**Work to be completed**
Gather every line in the records below that contains the word "boat", and copy each one in full.

**Given records**

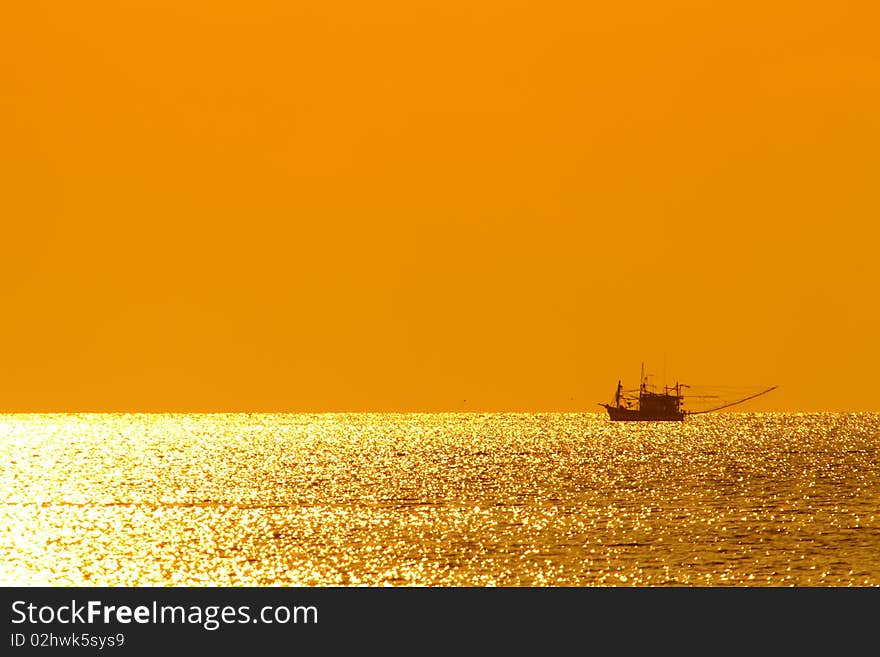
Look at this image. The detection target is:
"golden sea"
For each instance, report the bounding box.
[0,413,880,587]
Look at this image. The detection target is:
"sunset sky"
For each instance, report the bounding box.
[0,0,880,412]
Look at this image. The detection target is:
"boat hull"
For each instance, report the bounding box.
[602,404,685,422]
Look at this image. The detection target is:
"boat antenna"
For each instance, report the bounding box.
[688,386,779,415]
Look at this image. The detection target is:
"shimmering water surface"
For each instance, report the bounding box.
[0,413,880,586]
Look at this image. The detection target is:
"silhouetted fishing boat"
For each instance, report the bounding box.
[599,363,776,422]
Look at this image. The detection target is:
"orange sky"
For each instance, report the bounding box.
[0,0,880,411]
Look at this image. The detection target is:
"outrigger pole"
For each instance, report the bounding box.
[685,386,779,415]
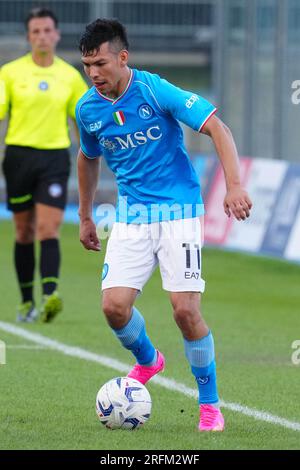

**Task answer**
"boat hull"
"boat antenna"
"silhouetted fishing boat"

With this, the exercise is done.